Exercise description: Locate each line in the items below that contains the string "black", and copy those lines out in full.

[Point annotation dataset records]
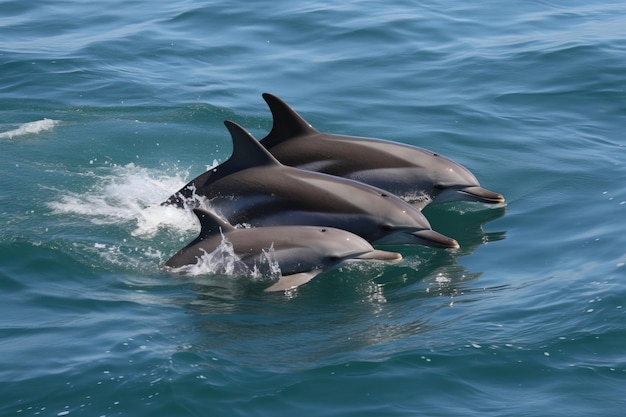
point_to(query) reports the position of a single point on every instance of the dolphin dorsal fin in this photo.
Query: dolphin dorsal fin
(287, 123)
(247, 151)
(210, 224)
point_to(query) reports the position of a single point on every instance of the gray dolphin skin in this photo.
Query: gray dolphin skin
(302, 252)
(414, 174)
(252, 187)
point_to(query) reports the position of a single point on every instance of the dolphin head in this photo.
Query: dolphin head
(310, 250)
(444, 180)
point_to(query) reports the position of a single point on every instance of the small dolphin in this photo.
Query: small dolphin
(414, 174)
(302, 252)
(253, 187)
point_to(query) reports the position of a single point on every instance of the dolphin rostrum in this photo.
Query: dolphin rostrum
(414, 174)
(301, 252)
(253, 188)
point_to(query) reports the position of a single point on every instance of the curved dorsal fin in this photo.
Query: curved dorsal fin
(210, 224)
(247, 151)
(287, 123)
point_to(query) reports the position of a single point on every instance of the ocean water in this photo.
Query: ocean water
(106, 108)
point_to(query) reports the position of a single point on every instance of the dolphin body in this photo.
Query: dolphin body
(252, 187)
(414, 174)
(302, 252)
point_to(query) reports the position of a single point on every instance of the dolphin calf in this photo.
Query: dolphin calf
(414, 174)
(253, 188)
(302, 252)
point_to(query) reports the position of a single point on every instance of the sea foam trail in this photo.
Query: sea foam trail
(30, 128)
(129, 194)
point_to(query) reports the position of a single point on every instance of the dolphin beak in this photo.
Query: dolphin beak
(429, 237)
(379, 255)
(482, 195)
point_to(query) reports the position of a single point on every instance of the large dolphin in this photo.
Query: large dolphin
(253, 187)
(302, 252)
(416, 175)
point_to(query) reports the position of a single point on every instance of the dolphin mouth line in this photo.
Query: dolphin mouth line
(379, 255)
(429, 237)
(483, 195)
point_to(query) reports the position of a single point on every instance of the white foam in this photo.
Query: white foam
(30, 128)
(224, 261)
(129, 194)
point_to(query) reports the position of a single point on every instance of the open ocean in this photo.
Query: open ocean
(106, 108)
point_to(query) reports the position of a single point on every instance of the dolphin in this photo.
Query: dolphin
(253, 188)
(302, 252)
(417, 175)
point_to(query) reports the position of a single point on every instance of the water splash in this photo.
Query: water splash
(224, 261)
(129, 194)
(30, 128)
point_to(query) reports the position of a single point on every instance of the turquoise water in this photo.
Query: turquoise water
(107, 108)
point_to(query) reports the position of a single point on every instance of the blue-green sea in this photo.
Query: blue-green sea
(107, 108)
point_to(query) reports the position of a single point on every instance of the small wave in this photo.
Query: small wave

---

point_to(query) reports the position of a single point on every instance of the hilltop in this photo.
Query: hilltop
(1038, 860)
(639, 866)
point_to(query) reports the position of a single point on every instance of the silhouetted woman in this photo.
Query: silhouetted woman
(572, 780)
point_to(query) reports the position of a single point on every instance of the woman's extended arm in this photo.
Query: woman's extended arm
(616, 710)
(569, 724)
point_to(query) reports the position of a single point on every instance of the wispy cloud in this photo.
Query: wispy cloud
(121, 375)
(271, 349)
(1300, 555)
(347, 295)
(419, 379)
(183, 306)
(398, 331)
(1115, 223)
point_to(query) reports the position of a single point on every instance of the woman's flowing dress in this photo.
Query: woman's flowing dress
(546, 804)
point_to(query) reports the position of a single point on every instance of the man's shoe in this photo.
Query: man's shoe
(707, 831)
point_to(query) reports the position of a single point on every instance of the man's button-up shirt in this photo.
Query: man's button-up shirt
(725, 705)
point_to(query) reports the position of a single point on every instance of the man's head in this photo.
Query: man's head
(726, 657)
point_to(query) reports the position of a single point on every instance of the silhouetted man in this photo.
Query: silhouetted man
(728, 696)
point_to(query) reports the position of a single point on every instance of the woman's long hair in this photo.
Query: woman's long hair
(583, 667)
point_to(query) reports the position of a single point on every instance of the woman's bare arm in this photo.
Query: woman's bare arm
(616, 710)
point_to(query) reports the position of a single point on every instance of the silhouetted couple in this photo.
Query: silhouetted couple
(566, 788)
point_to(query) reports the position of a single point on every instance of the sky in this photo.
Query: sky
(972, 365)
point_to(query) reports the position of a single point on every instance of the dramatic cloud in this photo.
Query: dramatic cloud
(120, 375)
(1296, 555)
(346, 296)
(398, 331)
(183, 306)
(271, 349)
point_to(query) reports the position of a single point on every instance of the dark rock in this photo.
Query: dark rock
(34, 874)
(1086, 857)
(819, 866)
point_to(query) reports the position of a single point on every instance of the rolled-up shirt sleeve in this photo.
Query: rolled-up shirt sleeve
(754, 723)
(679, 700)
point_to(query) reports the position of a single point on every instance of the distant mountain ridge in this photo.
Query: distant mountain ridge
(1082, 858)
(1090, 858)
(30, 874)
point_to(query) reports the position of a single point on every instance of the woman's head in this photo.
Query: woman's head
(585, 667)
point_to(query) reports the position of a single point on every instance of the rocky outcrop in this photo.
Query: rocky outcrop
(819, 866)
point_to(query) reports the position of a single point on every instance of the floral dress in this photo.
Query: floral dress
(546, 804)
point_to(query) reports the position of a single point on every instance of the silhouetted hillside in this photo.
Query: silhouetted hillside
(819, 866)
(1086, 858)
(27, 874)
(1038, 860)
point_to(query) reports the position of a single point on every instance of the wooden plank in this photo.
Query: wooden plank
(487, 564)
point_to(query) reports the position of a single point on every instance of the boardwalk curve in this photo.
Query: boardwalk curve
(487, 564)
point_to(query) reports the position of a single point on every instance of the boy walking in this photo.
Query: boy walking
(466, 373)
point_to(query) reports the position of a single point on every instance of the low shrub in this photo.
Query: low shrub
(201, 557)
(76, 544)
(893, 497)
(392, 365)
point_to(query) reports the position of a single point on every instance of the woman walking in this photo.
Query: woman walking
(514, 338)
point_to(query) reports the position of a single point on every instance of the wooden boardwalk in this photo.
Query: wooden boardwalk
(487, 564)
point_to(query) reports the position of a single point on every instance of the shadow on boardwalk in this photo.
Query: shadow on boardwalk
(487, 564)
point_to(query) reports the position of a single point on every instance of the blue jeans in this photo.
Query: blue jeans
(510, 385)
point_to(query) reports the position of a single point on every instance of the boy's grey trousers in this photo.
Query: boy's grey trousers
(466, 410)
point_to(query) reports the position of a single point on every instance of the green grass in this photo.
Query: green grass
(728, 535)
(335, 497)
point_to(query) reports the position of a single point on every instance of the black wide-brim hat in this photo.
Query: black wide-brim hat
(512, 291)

Result for this exercise:
point_to(query) reports the position of a single point on every instance of the black wide-brim hat in this photo.
Query: black wide-brim hat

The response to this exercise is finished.